▶ [WHAT TO WORK ON]: Can you retype every line of the records below word for word, leaving out the pictures?

▶ [DATASET CONTENT]:
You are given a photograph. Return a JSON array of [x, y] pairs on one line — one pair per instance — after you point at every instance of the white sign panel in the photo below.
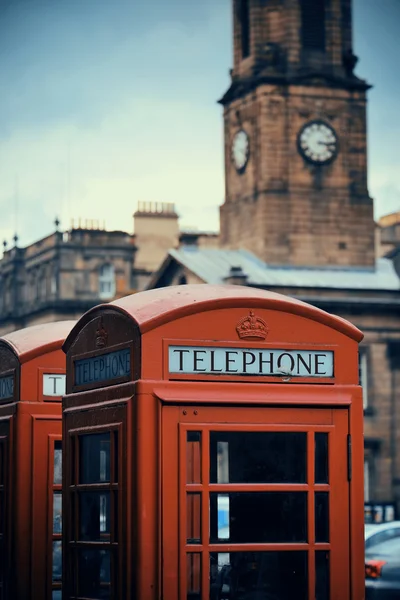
[[190, 360], [54, 384]]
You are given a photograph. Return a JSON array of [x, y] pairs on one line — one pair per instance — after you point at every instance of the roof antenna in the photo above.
[[16, 208]]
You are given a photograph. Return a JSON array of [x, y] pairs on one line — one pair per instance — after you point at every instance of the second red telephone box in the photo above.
[[32, 382], [214, 449]]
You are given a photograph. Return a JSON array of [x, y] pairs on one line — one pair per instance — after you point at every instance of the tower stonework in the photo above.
[[295, 137]]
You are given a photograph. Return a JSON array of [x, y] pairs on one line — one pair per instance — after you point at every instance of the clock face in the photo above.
[[318, 143], [240, 150]]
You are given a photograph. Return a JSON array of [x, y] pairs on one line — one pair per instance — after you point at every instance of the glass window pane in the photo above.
[[2, 498], [57, 560], [94, 567], [258, 457], [94, 455], [321, 575], [57, 512], [193, 457], [258, 575], [193, 515], [193, 575], [321, 458], [57, 462], [94, 516], [258, 517], [322, 517], [1, 463]]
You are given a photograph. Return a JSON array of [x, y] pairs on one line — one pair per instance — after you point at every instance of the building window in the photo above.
[[363, 374], [366, 480], [313, 24], [245, 27], [107, 282]]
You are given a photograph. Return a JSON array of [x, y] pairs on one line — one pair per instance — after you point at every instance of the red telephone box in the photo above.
[[32, 383], [214, 447]]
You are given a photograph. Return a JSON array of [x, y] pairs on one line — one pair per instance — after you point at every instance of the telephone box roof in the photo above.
[[33, 341], [153, 308]]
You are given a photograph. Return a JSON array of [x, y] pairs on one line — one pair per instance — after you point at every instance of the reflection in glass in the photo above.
[[94, 516], [321, 458], [193, 516], [94, 455], [258, 457], [322, 575], [259, 517], [94, 566], [259, 576], [57, 477], [57, 513], [57, 560], [193, 457], [223, 516], [193, 576], [322, 517]]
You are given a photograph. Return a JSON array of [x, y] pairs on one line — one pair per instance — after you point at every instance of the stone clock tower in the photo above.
[[295, 137]]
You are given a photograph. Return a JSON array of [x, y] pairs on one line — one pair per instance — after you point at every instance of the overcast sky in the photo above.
[[106, 103]]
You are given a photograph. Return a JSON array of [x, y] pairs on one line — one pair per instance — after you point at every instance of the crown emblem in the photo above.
[[101, 335], [252, 327]]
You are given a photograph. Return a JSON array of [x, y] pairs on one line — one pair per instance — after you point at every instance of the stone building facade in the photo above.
[[63, 275]]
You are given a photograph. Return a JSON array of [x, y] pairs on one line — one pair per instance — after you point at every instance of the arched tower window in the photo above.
[[313, 24], [182, 280], [244, 15], [106, 282]]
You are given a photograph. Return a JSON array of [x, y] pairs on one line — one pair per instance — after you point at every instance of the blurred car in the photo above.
[[382, 571], [376, 534]]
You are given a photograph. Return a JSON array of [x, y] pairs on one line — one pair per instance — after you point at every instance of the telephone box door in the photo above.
[[255, 504]]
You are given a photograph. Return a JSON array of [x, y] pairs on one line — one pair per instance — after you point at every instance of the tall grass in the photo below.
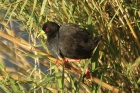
[[27, 64]]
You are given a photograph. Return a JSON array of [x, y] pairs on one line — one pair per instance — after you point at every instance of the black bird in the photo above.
[[70, 41]]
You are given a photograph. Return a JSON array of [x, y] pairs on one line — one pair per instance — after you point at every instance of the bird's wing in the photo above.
[[72, 29]]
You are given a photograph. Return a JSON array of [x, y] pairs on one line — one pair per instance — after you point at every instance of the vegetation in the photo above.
[[27, 63]]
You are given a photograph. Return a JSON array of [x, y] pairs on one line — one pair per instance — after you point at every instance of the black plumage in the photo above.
[[70, 41]]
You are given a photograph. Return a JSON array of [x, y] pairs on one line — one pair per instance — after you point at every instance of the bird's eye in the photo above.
[[47, 29]]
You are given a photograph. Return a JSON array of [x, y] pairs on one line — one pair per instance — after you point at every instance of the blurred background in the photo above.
[[24, 68]]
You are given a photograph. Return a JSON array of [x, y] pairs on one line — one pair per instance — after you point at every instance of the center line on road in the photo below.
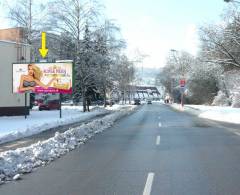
[[148, 185], [158, 140], [160, 124]]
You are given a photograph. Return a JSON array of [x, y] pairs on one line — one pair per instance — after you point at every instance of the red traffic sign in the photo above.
[[182, 83]]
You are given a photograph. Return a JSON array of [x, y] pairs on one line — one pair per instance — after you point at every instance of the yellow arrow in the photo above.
[[43, 51]]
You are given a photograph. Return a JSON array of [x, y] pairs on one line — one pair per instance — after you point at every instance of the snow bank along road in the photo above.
[[153, 151]]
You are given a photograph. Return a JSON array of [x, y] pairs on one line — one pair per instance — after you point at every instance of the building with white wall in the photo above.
[[11, 52]]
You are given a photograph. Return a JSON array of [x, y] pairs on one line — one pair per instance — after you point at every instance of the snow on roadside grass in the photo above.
[[24, 160], [217, 113], [16, 127]]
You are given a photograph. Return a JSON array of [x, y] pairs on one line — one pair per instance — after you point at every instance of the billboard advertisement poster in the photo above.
[[42, 78]]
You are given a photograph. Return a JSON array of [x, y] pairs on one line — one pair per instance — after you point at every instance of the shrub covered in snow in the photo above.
[[221, 100], [236, 100]]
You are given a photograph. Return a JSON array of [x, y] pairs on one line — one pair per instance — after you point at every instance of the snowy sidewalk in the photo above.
[[217, 113], [13, 128], [13, 163]]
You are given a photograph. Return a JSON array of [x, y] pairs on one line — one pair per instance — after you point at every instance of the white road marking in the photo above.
[[237, 133], [160, 124], [158, 140], [148, 185]]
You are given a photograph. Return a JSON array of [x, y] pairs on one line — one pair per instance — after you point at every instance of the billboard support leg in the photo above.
[[25, 109], [60, 101]]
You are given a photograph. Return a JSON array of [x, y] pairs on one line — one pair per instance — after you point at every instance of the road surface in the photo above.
[[154, 151]]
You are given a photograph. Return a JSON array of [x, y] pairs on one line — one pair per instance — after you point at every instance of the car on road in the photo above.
[[149, 102], [49, 105]]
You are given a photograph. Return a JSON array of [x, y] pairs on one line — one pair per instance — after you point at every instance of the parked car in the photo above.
[[137, 102], [49, 105]]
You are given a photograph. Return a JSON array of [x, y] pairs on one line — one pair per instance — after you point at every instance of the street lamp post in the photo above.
[[182, 76]]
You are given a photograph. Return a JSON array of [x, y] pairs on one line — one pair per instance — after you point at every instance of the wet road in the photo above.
[[154, 151]]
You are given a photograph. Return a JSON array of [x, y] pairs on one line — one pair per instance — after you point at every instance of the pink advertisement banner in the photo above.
[[42, 78]]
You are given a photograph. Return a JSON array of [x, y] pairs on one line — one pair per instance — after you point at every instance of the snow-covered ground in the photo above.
[[13, 163], [224, 114], [13, 128]]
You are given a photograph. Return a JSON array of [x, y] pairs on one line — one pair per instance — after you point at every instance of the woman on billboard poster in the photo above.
[[32, 79]]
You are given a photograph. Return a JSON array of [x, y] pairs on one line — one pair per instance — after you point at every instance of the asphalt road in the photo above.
[[154, 151]]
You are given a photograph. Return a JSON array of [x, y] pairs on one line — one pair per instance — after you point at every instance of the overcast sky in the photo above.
[[155, 26]]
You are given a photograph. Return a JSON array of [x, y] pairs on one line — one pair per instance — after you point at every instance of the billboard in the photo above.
[[42, 78]]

▶ [RESULT OF THIS TASK]:
You are given a photograph. Return a JSON array of [x, y] pairs on one line — one pair per instance — after you point at every instance of the white sign panel in the photo below.
[[190, 360], [54, 384]]
You are given a photograph. Return a JSON array of [x, y] pairs on one line — one pair per instance — after you point at every instance of the roof antenna in the photo above.
[[16, 208]]
You are given a photograph. Return a JSON array of [x, y] pairs on one line — one pair per instance — after you point at every instance of the second red telephone box in the photo above.
[[32, 382], [214, 449]]
You are given a photograph. Return a JSON array of [x, y] pairs on one line — one pair per instance — after you point at every instance of the tower stonework in the photo above.
[[295, 137]]
You are given a photograph. Return a JSON array of [x, y] pairs on one line — one pair per instance — after you point at every instance of the clock face in the photo above.
[[318, 143], [240, 150]]
You are given a photograph. Return a JSON array of [x, y] pairs on one line — one pair per instance — after you point at every instance of the glass window pane in the photo above.
[[2, 498], [57, 560], [94, 567], [258, 457], [94, 455], [321, 575], [57, 512], [193, 457], [258, 575], [193, 515], [193, 575], [321, 458], [57, 462], [94, 516], [258, 517], [322, 517], [1, 463]]
You are given a photograph. Return a JSON array of [x, y] pairs on one line — one pair per instance — after you point at every instance of the building window in the photo above.
[[363, 374], [366, 480], [313, 24], [245, 27], [107, 282]]
You are given a photograph. Return a JSON array of [x, y] pairs on one line — one pair per instance — after you point at every instance of the red telephone box in the photo above.
[[32, 383], [214, 447]]
You are given a photograph. Return a JSON array of [x, y] pairs on one line — one pair per instance — after you point at every instance of the telephone box roof in the photo above.
[[33, 341], [153, 308]]
You are given a photograph. Return a JSON array of [x, y] pairs on one line — one pair per instance — after you point at every instance of the reflection in glass in the photo above.
[[94, 516], [321, 458], [193, 516], [94, 455], [258, 457], [322, 575], [259, 517], [94, 566], [259, 576], [57, 477], [57, 513], [57, 560], [193, 457], [223, 516], [193, 576], [322, 517]]
You are given a photograph. Return a JSON array of [x, y] pairs on one line — one pair per instance — after you point at every instance of the stone clock tower in the photo above.
[[295, 137]]
You are given a photograph. Return a JSON array of [x, y] pairs on one line — one pair per instance — after you point at every instance of the overcast sky in the photo above.
[[106, 103]]
You are given a photograph. Return a JSON array of [x, y] pairs on one line — one pair per instance — after you point at every instance of the crown emblem in the photo above.
[[101, 335], [252, 327]]
You are given a photograph. Return a JSON array of [x, y] pairs on one line — one pair per instance — after you point at every instance of the stone building facade in the photo above.
[[63, 275]]
You are given a photograph. Return a JSON array of [x, y] pairs on one line — one pair per instance — after you point at every instance of the arched tower window in the photo above.
[[313, 24], [182, 280], [244, 15], [106, 282]]
You are given a photograph. Return a JSON array of [x, y] pairs on one line — one pair per instance — after you point at every instance of the blurred car in the photo above.
[[382, 571], [376, 534]]
You are given a photograph. Return a JSON array of [x, y] pairs on one line — one pair per instance — after you point at every instance of the telephone box door in the photo above.
[[255, 504]]
You are given a photograph. Return a JSON array of [x, y] pairs on one line — one pair per instance — after you point at every instance of the tall grass in the photo below.
[[27, 64]]
You are given a photograph. Return a JSON array of [x, y] pairs on one line — one pair per instance — after you point at every instance of the black bird in the photo above.
[[70, 41]]
You are given a photograph. Return a JSON array of [x, y] pairs on one line — one pair per instance — after you point at every instance of the bird's wing in the photo above.
[[72, 29]]
You are given a photograph. Return a JSON array of [x, y] pairs on one line — one pair per instance — after you point at every instance of the vegetation in the photo above.
[[27, 63]]
You are given a photograph. Return a JSON array of [x, y] pairs on one line — one pair per instance — after you point at every instance of the black plumage in the photo above.
[[70, 41]]
You are given a photograph. Return a JSON array of [x, y] pairs on one line — one pair per instance — after you point at every instance of the bird's eye in the photo above.
[[47, 29]]
You are given a photograph. Return a JSON array of [x, y] pairs on one line — one pair per instance — after you point at every instance of the blurred background in the photo above.
[[24, 68]]
You are given a photograph. Return a JSON array of [x, y] pairs on one line — one pair per instance — after you point at every instance of the center line on road in the photo below.
[[148, 185], [158, 140], [160, 124]]
You are given a photograph. Return a JSON array of [x, y] pairs on one line — one pair per instance — after you point at every instance of the red traffic sign in the photo above.
[[182, 83]]
You are given a photograph. Return a JSON array of [x, y] pairs on one line — one pair per instance — after you point at every instance of the yellow arrow in the photo above.
[[43, 51]]
You are given a photograph. Return a JSON array of [x, y] pairs on one line — one pair per instance — after you point at every instance of the snow bank along road in the photo above.
[[153, 151]]
You are given a photograph. Return a JSON array of [x, y] pairs on one line — one pair per instance — after you point at every instance of the building with white wall in the photo above.
[[11, 52]]
You are given a photograph. Return a JSON array of [x, y] pairs on one line — one pair per instance — after you point at every instance of the snow on roadside grass in the photo above.
[[24, 160], [217, 113], [16, 127]]
You are given a photograph. Return a JSON array of [x, y] pairs on one line — one pair per instance — after you point at every instance of the billboard advertisement poster in the photo above.
[[42, 78]]
You are given a photograph. Return a JSON array of [x, y] pairs on one line — one pair per instance — after you point at every instance of the shrub covered in snow in the photo above.
[[221, 100], [236, 100]]
You are given a photograph. Return a JSON array of [x, y] pairs on one line — one pair per instance — after you point at every instance of the snowy sidewalk in the photo above.
[[217, 113], [13, 128], [13, 163]]
You are given a photograph. Return a JSON array of [x, y] pairs on one line — one pair per instance — after you point at every instance of the white road marking in the photo above.
[[237, 133], [160, 124], [158, 140], [148, 185]]
You are given a photograph. Return a JSON array of [x, y] pairs on one line — one pair per instance — after you point at every instance of the billboard support leg in the photo above.
[[25, 109], [60, 101]]
You are given a photograph. Return a JSON array of [x, y] pairs on one line — one pair per instance — after you point at every instance of the road surface in the photo above.
[[154, 151]]
You are given a photograph. Return a JSON array of [x, y] pairs on one line — one pair per instance — after you point at every instance of the car on road in the photo above.
[[149, 102], [49, 105]]
You are given a photograph. Return a JSON array of [x, y] pairs on one line — one pair per instance — after you point at every instance of the parked car in the photo above.
[[137, 102], [49, 105]]
You are given a photograph. Return a JSON array of [x, y] pairs on one line — one pair per instance — after you point at every instance of the street lamp post in the photo above.
[[182, 76]]
You are given a photograph. Return a JSON array of [x, y] pairs on one line — one pair per instance — after you point at every instance of the wet road in the photo above.
[[154, 151]]
You are given a photograph. Return a JSON array of [x, y] pairs on one line — one pair per instance — after you point at every instance of the pink advertisement banner in the photo above.
[[42, 78]]
You are given a photograph. Return a JSON array of [x, y] pairs on one line — one pair per instance — after you point at every instance of the snow-covered ground in the photo above.
[[13, 163], [224, 114], [13, 128]]
You are given a photograph. Return a JSON array of [x, y] pairs on one line — one pair per instance — after you point at every instance of the woman on billboard poster in the photo above.
[[32, 79]]
You are given a photograph. Return a JSON array of [x, y] pairs on one line — one pair per instance — after you point at every instance of the asphalt road in the photo above.
[[154, 151]]
You are given a photograph. Return a JSON array of [x, y] pairs on one line — one pair per instance — after you point at every instance of the overcast sky in the photo above.
[[155, 26]]
You are given a photograph. Return a JSON array of [x, y] pairs on one line — one pair per instance — after you point at every instance of the billboard in the photo above.
[[42, 78]]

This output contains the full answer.